WHAT THE EXERCISE ASKS:
Resume the forum thread that congratulates RuK on reaching 1000 posts, continuing after its last reply.

TEXT PASSAGE:
# Joyeux Postiversaire à RuK!



## Kelly B

Congratulations and thanks for 1000 fine posts.


----------



## rsweet

"Gawd loveaduck!"—RuK
 Glad you're around to help us get it right!   

Congratulations!​
CELEBRATE!!!​


----------



## anangelaway

RuK, félicitations !!! Un plaisir de t'avoir parmi nous ! Merci pour toute ton aide !  

_BRAVO ! _​


----------



## Nunty

Wonderful, RuK. Thank you for 1000 great posts.


----------



## texasweed

YEEHAAW! You rule Ruk 
{{{hugs}}}


----------



## carolineR

You're a big RUK of strenghth, Ruk 
 C


----------



## RuK

Wow! Thanks a lot! This forum is such fun - like a huge, real-life word game - and I get to make friends, too!

EXTRACTED ENTRIES:

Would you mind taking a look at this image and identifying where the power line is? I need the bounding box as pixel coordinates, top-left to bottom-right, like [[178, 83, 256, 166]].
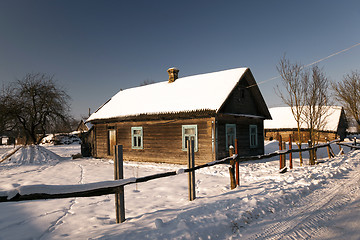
[[246, 42, 360, 88]]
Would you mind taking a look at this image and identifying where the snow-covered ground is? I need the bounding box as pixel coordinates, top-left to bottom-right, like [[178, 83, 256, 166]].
[[0, 141, 360, 239]]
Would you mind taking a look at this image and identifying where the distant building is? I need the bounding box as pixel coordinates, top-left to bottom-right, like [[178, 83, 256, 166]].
[[87, 68, 271, 164], [264, 106, 348, 141]]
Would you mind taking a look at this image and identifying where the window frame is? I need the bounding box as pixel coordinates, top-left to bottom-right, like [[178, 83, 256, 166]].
[[249, 125, 259, 148], [131, 127, 144, 149], [181, 124, 198, 152], [225, 123, 236, 150], [107, 126, 116, 156]]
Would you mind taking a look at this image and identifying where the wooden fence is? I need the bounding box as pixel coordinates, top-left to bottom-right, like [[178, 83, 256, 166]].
[[0, 140, 360, 223]]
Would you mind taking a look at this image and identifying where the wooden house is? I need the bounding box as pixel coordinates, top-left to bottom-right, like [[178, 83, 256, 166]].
[[264, 106, 348, 142], [87, 68, 271, 164]]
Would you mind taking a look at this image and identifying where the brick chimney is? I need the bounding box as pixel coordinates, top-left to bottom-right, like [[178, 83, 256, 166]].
[[167, 68, 179, 83]]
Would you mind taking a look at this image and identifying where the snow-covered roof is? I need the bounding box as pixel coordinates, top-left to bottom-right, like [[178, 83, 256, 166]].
[[87, 68, 248, 122], [264, 106, 342, 132]]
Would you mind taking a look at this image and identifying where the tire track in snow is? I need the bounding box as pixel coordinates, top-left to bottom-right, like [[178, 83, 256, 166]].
[[248, 168, 360, 239], [39, 164, 84, 239]]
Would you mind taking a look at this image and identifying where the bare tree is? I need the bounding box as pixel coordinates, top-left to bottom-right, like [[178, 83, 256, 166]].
[[276, 56, 307, 165], [302, 66, 331, 143], [2, 73, 70, 144], [332, 71, 360, 129]]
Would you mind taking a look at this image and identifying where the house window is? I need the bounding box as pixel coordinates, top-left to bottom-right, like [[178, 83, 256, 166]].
[[249, 125, 258, 148], [182, 125, 198, 152], [107, 127, 116, 156], [225, 124, 236, 150], [131, 127, 144, 149]]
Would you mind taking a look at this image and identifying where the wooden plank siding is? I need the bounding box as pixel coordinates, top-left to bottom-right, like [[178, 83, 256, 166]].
[[96, 118, 215, 164]]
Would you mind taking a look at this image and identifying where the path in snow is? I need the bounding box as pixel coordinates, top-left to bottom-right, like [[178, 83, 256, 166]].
[[242, 155, 360, 239]]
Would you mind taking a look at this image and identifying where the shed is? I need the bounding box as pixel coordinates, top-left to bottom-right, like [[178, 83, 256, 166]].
[[264, 106, 347, 141], [87, 68, 271, 164]]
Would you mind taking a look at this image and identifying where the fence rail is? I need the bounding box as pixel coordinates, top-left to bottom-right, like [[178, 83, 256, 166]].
[[0, 140, 352, 202], [0, 140, 360, 223]]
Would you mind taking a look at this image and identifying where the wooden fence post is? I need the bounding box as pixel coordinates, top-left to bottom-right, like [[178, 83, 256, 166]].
[[289, 134, 293, 169], [187, 139, 196, 201], [282, 141, 286, 168], [308, 140, 315, 165], [229, 146, 236, 189], [325, 138, 331, 159], [279, 135, 285, 169], [338, 145, 344, 155], [235, 139, 240, 186], [114, 145, 125, 223], [353, 137, 356, 149]]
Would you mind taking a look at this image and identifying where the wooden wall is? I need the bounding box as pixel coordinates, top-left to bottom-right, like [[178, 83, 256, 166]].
[[95, 118, 215, 164], [265, 129, 339, 143]]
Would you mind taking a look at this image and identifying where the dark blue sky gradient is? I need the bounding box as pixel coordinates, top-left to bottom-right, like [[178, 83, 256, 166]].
[[0, 0, 360, 117]]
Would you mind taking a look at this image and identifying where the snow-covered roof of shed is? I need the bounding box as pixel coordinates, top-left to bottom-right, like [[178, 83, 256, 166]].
[[87, 68, 248, 121], [264, 106, 342, 131]]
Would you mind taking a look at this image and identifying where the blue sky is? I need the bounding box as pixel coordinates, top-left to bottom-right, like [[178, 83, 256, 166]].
[[0, 0, 360, 118]]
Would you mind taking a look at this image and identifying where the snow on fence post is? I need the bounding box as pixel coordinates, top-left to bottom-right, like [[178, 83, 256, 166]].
[[289, 134, 293, 169], [325, 137, 331, 159], [351, 137, 356, 150], [235, 139, 240, 186], [282, 141, 286, 168], [229, 146, 236, 189], [114, 145, 125, 223], [187, 139, 196, 201], [338, 144, 344, 155], [308, 140, 315, 165], [279, 135, 285, 170]]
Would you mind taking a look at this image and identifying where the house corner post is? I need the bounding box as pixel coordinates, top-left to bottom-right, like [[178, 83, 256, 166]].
[[229, 146, 236, 189], [187, 139, 196, 201], [289, 134, 293, 169], [235, 139, 240, 186], [114, 145, 125, 223]]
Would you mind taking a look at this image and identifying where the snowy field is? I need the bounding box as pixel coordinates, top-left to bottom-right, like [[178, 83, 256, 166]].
[[0, 141, 360, 240]]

RESPONSE TO THE TASK:
----------



## geve

Donnez-moi un R... donnez-moi un U... donnez-moi un K... *bravo** RuK !*


----------



## KaRiNe_Fr

Pour ta disponibilité et tes explications toujours pertinentes même en PM : merci (*) ! 

(*) replay with speed control to fast!


----------



## zaby

Félicitations et Merci Ruk !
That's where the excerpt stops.